PROBLEM REQUIREMENTS -
Locate the line that contains "For every instance of the rocky". Print it and each following line through the end of the listing, verbatim, and nothing more.
** Start DATA FOR THIS TASK **
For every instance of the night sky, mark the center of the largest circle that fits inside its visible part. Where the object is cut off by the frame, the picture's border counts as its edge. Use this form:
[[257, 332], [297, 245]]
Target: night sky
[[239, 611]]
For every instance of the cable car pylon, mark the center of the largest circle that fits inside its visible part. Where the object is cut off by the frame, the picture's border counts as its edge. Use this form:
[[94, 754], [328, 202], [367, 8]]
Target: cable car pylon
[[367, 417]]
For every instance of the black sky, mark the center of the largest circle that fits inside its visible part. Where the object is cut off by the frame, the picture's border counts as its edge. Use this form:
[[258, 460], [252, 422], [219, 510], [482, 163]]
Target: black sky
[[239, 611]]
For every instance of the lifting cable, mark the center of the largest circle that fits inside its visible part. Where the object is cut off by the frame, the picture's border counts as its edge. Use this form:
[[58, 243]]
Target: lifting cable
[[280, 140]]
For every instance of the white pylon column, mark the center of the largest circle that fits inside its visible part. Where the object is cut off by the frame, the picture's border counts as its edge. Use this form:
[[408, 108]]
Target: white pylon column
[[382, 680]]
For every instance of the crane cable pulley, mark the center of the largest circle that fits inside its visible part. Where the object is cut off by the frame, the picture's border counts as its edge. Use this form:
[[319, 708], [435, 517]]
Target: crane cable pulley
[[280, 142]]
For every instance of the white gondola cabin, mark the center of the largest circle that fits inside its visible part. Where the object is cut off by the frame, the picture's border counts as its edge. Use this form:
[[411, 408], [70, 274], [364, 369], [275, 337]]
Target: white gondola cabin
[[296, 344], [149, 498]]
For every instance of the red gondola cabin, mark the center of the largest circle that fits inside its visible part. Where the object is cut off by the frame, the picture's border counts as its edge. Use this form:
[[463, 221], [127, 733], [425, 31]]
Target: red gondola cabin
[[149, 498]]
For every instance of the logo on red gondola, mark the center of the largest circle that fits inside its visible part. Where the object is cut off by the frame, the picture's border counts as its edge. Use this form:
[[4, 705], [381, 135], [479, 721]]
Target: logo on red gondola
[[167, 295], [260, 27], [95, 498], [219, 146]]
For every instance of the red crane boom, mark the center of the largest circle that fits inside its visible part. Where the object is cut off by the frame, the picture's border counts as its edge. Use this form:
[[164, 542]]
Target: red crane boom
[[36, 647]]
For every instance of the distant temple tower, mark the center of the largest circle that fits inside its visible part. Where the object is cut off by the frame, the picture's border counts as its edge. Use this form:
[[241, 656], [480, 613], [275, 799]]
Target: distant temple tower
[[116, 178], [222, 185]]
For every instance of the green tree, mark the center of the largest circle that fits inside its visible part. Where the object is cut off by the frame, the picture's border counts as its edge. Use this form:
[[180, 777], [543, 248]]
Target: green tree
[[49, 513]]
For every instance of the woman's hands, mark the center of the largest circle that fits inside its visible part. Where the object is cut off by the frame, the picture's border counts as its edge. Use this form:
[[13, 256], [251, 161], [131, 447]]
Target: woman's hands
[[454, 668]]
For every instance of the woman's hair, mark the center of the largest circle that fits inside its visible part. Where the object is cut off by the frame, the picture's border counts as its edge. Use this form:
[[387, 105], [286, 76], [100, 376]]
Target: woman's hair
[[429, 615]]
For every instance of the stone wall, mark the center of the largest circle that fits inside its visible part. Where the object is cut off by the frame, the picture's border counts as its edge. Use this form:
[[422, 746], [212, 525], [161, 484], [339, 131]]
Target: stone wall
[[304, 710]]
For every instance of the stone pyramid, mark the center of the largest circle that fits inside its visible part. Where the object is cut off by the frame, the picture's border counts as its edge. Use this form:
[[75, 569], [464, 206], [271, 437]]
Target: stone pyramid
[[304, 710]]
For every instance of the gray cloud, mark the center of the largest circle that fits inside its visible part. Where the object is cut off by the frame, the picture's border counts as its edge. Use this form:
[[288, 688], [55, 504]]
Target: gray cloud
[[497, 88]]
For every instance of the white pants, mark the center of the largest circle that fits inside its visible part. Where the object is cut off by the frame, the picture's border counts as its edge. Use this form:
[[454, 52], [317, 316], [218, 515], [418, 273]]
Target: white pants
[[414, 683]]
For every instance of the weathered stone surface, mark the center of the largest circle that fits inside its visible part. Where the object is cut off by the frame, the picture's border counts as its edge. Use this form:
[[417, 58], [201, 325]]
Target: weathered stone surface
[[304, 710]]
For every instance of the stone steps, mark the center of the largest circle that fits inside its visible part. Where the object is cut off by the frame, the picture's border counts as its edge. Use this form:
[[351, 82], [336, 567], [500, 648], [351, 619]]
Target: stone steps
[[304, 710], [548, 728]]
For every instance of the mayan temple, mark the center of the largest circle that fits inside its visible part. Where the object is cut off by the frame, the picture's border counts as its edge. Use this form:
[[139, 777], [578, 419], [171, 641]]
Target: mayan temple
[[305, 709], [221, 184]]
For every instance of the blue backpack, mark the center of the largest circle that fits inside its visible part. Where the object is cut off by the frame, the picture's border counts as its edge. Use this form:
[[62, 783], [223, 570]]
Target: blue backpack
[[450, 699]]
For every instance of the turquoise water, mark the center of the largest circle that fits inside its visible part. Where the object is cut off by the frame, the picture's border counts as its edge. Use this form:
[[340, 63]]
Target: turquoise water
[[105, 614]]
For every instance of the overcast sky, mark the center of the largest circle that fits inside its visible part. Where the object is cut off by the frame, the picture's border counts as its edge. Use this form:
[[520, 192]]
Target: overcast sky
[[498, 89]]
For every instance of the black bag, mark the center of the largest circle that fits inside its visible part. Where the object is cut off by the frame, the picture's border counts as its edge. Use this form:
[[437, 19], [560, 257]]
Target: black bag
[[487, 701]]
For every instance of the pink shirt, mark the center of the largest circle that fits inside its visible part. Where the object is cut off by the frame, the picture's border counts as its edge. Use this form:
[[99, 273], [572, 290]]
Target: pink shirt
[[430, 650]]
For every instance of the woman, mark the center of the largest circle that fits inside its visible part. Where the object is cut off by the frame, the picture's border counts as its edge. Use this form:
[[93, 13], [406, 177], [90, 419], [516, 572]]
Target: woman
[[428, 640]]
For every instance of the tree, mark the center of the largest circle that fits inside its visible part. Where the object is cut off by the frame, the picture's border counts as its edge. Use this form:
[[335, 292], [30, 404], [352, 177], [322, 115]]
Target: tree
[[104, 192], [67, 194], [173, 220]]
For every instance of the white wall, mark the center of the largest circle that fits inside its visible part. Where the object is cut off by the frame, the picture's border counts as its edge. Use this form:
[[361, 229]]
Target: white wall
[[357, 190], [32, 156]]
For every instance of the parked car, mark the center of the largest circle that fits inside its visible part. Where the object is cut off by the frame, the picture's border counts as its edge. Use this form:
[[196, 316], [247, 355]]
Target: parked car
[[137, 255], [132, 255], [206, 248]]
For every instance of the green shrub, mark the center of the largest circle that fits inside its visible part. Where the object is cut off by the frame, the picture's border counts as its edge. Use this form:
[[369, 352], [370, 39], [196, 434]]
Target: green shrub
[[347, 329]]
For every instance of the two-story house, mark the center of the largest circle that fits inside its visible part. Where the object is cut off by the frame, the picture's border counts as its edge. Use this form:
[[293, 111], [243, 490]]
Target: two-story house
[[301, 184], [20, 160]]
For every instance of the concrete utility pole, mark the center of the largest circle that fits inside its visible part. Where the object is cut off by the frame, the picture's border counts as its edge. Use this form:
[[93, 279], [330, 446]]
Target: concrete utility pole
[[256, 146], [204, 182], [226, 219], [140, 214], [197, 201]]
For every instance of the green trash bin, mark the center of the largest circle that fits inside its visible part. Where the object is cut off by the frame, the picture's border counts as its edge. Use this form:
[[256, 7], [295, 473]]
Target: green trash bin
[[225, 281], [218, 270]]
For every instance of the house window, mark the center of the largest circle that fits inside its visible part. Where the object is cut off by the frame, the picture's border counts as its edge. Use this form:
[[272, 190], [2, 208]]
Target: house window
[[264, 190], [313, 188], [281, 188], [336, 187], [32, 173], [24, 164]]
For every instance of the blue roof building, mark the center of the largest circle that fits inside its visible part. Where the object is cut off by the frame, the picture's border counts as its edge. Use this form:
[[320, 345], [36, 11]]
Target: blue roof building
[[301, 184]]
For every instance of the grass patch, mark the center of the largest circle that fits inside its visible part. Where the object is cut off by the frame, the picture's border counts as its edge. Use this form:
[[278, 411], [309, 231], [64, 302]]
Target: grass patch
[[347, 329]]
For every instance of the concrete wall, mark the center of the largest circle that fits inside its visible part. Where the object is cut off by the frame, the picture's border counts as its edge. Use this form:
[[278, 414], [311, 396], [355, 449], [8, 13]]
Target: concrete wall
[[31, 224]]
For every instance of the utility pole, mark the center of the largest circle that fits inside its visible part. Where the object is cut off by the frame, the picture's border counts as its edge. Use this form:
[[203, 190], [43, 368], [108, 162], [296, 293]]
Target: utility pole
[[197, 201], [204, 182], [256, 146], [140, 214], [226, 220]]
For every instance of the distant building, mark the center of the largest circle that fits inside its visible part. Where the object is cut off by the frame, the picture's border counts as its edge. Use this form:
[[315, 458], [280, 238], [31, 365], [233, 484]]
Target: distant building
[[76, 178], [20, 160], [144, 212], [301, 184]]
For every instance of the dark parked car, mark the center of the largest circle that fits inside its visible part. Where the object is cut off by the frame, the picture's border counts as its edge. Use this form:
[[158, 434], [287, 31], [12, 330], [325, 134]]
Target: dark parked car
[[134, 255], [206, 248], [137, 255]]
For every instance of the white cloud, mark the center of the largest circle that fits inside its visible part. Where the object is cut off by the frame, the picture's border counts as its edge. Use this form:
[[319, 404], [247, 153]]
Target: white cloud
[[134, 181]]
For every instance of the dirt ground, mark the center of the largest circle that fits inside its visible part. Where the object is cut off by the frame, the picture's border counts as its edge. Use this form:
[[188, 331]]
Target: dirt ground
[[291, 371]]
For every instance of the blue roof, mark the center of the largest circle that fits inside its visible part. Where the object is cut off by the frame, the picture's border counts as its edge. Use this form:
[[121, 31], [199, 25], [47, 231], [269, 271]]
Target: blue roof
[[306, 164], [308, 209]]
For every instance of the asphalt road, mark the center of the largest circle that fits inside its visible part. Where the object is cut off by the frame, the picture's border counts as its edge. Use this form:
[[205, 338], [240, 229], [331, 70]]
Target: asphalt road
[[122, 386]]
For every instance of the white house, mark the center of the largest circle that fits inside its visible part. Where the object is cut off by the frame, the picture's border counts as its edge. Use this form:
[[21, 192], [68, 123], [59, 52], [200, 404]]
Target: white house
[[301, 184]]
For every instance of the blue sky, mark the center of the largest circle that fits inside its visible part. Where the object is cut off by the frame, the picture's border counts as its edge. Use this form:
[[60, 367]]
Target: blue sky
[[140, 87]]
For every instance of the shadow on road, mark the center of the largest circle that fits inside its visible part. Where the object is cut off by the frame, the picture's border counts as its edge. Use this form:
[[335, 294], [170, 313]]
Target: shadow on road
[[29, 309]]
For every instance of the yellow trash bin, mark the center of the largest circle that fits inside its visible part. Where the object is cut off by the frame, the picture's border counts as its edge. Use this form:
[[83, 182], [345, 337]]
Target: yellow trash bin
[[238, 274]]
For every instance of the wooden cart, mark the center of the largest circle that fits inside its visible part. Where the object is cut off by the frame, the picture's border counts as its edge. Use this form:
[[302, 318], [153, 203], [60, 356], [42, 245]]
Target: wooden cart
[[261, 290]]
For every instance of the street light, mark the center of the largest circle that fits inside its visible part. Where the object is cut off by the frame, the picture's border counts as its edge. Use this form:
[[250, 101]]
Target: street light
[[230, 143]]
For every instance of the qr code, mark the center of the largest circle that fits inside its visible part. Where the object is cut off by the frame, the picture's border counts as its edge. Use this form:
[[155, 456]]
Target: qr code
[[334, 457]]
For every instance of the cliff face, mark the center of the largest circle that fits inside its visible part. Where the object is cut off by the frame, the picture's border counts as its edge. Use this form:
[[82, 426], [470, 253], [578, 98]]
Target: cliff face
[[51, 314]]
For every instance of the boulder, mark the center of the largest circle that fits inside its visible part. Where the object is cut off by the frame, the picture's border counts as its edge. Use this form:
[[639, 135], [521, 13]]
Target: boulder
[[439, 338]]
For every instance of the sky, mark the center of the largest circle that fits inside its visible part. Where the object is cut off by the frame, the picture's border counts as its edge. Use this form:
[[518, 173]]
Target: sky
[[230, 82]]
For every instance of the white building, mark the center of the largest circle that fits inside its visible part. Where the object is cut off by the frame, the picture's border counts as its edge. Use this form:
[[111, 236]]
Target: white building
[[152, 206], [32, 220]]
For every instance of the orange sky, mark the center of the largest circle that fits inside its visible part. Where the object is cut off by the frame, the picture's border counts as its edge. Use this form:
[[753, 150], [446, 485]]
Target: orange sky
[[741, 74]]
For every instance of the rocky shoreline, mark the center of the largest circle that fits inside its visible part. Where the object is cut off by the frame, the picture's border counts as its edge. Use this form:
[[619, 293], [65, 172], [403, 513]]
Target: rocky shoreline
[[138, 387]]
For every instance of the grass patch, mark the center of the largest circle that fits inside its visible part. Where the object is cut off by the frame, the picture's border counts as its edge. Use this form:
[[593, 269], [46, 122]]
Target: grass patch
** End DATA FOR THIS TASK **
CORRECT RESPONSE -
For every instance of the rocky shoreline, mark the center of the largest circle that fits inside its visible part. Where the object is cut off by the frame, the picture's border counts as its edge. Use this form:
[[619, 293], [65, 172], [403, 513]]
Target: rocky shoreline
[[138, 387]]
For every instance of the grass patch, mark the center of the largest circle that fits inside its visible part. Where the object is cut off by the frame, the picture's border counts as its edge. Use this form:
[[593, 269], [46, 122]]
Target: grass patch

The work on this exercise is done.